Given request
Copy out, word for word, the stretch of the records below from the line containing "I'd appreciate your help finding the metal" through the end of the records.

Given information
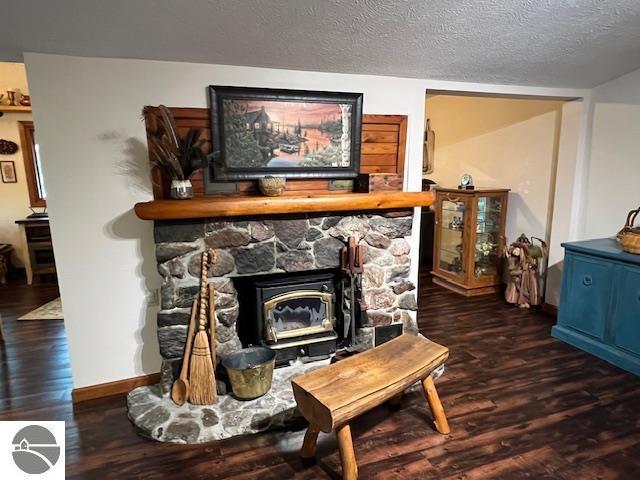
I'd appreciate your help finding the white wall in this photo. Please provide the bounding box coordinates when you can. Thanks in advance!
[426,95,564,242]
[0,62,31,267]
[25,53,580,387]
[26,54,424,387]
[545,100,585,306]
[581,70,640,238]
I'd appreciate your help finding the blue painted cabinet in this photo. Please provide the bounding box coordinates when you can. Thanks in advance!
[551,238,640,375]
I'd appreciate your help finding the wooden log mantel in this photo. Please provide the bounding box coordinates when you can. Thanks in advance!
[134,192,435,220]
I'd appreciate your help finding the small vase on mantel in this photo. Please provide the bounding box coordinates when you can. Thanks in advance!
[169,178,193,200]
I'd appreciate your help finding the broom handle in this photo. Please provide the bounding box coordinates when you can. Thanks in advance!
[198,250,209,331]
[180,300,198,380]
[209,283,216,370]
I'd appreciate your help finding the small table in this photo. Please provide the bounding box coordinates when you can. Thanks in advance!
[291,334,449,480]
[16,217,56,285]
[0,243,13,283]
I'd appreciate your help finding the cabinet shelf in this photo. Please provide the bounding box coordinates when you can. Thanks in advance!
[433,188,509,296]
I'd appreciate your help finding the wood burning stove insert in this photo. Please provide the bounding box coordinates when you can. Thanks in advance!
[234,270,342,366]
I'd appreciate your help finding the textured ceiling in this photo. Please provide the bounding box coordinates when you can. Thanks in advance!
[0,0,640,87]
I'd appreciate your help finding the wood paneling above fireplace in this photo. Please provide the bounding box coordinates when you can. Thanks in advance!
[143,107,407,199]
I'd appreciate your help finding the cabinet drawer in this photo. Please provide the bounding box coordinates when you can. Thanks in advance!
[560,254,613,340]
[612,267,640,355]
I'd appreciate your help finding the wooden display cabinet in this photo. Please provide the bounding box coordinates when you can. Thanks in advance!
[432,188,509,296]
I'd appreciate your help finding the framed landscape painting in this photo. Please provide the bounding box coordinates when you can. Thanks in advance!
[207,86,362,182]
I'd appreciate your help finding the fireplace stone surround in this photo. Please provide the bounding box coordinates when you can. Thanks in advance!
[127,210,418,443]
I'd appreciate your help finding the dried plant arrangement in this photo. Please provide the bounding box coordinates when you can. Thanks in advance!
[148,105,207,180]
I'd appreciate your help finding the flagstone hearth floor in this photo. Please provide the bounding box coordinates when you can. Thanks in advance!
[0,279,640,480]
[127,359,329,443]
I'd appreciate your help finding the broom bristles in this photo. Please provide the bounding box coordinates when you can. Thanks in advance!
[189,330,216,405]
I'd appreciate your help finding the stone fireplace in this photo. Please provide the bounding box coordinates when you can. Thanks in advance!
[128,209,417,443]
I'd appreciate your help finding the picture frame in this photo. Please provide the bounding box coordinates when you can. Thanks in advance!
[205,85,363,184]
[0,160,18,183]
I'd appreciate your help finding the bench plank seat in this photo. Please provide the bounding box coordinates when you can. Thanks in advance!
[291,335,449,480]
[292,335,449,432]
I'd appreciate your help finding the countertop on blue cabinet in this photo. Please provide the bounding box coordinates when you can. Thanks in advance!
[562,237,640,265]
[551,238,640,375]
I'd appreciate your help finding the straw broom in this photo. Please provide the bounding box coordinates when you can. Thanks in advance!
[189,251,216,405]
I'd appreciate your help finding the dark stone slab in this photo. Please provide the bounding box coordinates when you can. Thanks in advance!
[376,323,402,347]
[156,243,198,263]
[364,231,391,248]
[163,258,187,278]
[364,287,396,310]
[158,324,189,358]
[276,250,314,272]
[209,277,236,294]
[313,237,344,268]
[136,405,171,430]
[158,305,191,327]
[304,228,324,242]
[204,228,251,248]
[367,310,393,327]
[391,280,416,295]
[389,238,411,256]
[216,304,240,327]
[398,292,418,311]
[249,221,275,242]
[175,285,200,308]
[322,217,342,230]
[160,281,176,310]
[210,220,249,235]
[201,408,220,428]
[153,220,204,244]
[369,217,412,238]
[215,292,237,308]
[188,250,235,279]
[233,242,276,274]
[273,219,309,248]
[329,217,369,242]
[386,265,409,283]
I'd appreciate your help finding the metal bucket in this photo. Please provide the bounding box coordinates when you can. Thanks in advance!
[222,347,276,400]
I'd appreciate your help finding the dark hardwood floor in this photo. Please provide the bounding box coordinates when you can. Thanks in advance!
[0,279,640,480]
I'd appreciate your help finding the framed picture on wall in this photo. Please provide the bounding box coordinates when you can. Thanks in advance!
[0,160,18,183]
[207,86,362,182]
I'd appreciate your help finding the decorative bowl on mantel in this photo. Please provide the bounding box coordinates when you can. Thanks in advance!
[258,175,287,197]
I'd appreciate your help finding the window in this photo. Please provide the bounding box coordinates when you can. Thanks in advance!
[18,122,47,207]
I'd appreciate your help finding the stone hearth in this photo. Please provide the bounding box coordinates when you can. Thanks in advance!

Solved problem
I'd appreciate your help finding the metal bucket in this photo. Please provide the bounding box coordinates when you can. Thanks in advance!
[222,347,276,400]
I'd appreciate your help finding the dark hardwood floor in this photo. Please provide the bounding box coordinates when you can. Thanks in advance!
[0,279,640,480]
I'd appreciate your help finding the framed picture on wall in this photo. Please provide the bounding box coordinates when you can. Thanks in advance!
[0,160,18,183]
[207,86,362,182]
I'd appreciate your help finding the decorative bowl on mantel in this photo. Please provide the bounding box coordinates when you can. Thanks in advance!
[258,175,287,197]
I'd appreciate your help finding the window in this photo. Please provide the bounding box coordinates when you can. Thanks in advance!
[18,122,47,207]
I'd appreciate your help finding the stone hearth in this photo. Please provide the bounding box coordinates when you can. Thanks in advance!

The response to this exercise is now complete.